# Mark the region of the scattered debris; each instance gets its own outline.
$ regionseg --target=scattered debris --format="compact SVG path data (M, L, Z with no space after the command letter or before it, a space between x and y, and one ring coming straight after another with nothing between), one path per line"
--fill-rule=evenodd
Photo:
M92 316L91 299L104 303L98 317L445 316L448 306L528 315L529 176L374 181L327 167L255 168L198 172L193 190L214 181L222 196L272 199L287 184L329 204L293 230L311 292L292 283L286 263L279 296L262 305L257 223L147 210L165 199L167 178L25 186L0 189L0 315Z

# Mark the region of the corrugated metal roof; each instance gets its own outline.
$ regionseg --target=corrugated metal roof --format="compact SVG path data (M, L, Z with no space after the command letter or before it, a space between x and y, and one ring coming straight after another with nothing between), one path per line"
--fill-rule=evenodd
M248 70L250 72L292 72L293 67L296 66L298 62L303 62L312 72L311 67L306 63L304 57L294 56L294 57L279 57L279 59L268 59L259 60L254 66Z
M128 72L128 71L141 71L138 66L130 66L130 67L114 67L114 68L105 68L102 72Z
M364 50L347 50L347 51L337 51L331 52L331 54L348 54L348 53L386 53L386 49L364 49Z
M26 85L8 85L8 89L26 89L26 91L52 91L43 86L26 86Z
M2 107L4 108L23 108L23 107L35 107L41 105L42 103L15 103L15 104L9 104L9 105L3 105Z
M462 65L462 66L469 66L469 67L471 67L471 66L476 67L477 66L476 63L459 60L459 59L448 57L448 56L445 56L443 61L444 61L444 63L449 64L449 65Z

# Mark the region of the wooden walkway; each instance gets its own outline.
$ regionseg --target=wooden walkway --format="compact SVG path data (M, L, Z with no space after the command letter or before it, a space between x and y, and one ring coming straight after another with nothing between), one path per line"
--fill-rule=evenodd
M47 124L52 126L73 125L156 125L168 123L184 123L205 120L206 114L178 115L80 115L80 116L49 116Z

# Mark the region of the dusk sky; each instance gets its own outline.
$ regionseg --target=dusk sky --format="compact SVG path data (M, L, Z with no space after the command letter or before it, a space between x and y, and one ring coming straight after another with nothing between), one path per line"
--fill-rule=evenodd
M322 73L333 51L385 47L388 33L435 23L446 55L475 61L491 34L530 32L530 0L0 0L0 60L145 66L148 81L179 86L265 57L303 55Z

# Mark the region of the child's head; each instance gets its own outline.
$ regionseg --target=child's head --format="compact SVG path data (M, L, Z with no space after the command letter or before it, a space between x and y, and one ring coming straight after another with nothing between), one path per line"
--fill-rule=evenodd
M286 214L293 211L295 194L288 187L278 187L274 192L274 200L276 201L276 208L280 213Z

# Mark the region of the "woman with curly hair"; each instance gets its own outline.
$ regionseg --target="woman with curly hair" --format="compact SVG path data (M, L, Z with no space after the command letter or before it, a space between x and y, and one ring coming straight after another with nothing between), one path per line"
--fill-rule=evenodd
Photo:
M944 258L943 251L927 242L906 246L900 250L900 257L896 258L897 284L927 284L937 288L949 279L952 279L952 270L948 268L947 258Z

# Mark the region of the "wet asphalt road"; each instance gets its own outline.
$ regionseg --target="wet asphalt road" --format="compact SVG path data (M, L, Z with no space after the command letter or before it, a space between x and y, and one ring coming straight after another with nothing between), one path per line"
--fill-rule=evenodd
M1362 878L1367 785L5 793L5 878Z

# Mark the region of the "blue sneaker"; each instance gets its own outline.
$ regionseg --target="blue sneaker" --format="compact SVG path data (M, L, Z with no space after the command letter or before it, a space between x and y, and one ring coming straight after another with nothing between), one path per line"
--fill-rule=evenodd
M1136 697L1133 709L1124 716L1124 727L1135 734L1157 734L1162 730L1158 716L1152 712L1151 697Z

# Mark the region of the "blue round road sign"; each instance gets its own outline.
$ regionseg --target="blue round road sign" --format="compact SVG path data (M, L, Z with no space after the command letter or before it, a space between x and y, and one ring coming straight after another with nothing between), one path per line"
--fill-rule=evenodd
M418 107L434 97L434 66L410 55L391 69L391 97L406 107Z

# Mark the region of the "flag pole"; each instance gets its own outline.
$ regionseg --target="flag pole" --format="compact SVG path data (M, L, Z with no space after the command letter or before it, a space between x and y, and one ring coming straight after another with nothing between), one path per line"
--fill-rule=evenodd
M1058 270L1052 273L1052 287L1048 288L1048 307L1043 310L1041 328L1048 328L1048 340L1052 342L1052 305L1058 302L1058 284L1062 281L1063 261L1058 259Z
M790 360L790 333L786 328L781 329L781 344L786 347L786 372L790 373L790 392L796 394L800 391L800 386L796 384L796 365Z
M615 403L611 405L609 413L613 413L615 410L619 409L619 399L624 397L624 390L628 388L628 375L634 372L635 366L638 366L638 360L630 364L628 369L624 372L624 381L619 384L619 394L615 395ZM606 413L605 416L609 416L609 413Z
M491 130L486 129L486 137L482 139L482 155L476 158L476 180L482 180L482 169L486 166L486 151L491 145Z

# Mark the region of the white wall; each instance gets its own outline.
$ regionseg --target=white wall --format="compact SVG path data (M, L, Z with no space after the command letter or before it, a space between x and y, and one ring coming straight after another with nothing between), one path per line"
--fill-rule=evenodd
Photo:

* * *

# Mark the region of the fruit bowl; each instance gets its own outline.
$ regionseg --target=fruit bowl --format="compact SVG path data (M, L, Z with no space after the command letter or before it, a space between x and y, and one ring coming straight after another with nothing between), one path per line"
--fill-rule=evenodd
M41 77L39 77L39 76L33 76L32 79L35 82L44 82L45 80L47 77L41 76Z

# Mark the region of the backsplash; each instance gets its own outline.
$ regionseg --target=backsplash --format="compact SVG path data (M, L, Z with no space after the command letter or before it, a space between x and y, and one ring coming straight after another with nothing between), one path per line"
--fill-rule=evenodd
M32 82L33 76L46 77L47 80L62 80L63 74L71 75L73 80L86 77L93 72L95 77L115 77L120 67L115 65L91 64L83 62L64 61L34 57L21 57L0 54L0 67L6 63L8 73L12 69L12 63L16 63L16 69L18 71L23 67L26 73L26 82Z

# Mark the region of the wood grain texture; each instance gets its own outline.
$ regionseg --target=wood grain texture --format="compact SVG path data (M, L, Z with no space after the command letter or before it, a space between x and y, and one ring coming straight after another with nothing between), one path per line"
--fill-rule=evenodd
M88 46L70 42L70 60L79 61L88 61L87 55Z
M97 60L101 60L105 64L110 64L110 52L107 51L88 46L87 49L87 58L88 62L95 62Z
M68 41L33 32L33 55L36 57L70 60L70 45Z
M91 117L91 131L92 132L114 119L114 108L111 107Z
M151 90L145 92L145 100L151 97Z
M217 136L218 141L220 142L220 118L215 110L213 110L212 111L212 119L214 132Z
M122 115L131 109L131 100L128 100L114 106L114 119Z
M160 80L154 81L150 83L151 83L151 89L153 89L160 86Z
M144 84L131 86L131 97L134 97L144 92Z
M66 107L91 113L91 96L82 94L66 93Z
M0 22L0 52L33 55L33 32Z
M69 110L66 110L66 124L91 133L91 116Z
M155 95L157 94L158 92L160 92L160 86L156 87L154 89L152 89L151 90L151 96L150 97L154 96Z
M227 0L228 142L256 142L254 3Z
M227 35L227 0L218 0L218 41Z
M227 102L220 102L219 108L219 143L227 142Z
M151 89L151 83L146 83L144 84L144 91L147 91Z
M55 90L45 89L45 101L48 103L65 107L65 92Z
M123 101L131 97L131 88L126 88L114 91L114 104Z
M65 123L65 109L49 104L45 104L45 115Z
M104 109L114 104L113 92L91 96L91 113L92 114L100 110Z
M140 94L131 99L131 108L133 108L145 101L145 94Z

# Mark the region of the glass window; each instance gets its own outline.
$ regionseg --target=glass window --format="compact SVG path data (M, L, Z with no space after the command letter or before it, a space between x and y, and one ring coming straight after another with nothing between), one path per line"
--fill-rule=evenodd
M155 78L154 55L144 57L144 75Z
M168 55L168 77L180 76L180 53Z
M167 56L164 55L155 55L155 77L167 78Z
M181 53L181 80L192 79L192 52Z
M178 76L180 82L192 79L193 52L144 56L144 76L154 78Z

* * *

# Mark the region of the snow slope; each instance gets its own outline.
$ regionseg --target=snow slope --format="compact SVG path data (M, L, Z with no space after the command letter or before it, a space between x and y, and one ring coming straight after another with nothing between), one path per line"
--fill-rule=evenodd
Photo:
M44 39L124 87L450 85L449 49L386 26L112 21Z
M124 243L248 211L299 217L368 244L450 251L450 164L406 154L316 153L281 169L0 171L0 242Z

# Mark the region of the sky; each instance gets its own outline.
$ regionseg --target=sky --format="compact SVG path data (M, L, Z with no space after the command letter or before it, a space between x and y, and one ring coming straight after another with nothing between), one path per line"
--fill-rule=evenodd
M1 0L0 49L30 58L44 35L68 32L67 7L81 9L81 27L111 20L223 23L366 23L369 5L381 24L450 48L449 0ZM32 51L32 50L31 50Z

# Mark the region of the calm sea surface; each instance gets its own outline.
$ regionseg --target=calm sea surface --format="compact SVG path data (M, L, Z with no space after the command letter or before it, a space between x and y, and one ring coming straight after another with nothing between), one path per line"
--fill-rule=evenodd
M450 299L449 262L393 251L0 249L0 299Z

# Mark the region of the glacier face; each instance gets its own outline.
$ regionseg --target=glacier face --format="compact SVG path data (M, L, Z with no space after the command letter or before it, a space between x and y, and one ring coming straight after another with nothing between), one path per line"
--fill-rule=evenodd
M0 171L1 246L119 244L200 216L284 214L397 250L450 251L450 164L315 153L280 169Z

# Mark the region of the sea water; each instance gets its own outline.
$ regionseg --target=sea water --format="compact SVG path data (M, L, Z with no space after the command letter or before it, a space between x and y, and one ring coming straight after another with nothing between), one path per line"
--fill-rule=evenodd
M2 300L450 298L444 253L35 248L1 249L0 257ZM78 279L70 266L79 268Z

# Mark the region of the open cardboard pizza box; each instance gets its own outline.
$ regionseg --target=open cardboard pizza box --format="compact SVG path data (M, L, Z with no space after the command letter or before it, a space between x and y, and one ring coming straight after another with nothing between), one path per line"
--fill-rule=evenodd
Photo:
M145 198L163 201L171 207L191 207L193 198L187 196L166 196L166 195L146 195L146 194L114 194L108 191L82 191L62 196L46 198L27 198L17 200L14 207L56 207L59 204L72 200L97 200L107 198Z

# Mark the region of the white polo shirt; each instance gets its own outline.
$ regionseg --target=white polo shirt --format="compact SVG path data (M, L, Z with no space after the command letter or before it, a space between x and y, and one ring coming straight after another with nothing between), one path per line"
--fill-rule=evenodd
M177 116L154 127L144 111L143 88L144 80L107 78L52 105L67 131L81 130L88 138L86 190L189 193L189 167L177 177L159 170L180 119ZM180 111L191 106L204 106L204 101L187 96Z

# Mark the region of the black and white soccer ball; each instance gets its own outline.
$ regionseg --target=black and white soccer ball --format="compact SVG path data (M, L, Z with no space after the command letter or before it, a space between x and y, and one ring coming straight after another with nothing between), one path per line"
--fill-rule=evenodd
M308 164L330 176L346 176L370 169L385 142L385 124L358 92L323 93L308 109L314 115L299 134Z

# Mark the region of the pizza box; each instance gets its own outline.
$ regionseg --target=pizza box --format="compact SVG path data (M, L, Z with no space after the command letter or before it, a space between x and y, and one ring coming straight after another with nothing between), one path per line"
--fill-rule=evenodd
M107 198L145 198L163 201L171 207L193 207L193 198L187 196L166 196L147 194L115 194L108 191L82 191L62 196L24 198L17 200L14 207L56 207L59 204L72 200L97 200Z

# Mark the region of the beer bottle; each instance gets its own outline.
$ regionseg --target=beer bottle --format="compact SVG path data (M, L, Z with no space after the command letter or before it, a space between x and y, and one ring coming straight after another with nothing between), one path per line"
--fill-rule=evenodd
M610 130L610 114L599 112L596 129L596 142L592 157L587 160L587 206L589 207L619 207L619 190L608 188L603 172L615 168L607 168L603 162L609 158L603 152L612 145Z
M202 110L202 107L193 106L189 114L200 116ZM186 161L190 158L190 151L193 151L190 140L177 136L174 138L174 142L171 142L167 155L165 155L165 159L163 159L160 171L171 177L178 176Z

* * *

Can you reproduce, character for character, the lines beginning with the one that contains "# Mark the region of the scattered" and ending with the one that contains "M92 316L91 299L104"?

EXERCISE SOLUTION:
# Mark the region of the scattered debris; each instance gets its own outline.
$ regionseg --target=scattered debris --format="compact SVG path data (M, L, Z with no space after the command letter or before it, a space between x and y, and one ring coming straight after another with nothing between), one path per line"
--fill-rule=evenodd
Photo:
M92 316L91 299L104 303L98 317L445 316L448 306L528 315L529 176L374 181L327 167L255 168L198 172L193 190L214 181L222 196L272 199L287 184L329 204L293 230L311 292L292 283L286 263L279 296L262 305L257 223L147 210L165 199L167 178L25 186L0 189L0 315Z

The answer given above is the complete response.